*TASK TO COMPLETE*. From the account of the cayenne soup below, reproduce word for word the part that begins with "I got a call" and ends with "massive restaurant-silencing hiccups.".

*READING TEXT*.
>>>

Cayenne seems to be a handy ingredient for vegetarian dishes so in two weeks we used the final 95% of the small vintage canister. When I opened a new jar I instantly twigged that we were dealing with a much livelier beast.

I was using our new slow cooker to make soup for Danny’s lunch using the Number 1 soup mix from the Daily Bread Cooperative and a lot of fresh vegetables. I reckoned that the smell would tantalise him for at least six hours and feed us the day after. I reined in my newly acquired Cayenne habit and only added a teaspoonful from the new jar.

I got a call mid afternoon.
“The soup was great. The first mouthful was absolutely delicious. During the second, a hot sensation developed in the back of my throat. By the third, my taste buds were cauterised. What did you put in it?”
Danny doesn’t do ultra spicy. Especially chillies. They make him break out in a sweat and result in massive restaurant-silencing hiccups.

“Just a half teaspoonful of Cayenne.”
“I like Cayenne. What else is in there? In any case, I’ve had three bowls of it since two o’clock. And lots of water.”
“Great. Did you know that Cayenne pepper is made from chillies?”
“Oh . .”

On Friday I made the soup again substituting the tin of tomatoes with some passata that was knocking about in the fridge. I reckoned that this would make a much classier soup. I only added I added a half teaspoon of cayenne (standard measuring spoon rather than the large teaspoon that is used to make the tea and coffee that is always knocking about on the side). I was surprised when no call came.

<<<

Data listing
>>>

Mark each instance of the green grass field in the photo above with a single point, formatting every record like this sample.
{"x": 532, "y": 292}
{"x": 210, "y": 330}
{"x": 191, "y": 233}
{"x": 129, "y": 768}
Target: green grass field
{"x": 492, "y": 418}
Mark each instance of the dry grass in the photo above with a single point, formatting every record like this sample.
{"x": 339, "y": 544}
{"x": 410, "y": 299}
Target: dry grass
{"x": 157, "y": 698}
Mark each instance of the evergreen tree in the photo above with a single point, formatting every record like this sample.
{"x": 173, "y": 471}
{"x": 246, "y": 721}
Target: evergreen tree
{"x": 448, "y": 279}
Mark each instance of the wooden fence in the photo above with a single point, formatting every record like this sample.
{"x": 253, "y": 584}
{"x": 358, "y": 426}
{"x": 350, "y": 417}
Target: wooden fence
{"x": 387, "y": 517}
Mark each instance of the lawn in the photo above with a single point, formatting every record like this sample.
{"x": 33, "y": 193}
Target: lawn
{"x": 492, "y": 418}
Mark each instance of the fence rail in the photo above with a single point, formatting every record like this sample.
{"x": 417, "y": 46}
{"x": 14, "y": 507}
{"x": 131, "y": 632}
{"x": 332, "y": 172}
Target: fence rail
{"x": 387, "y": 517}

<<<

*SOLUTION*.
I got a call mid afternoon.
“The soup was great. The first mouthful was absolutely delicious. During the second, a hot sensation developed in the back of my throat. By the third, my taste buds were cauterised. What did you put in it?”
Danny doesn’t do ultra spicy. Especially chillies. They make him break out in a sweat and result in massive restaurant-silencing hiccups.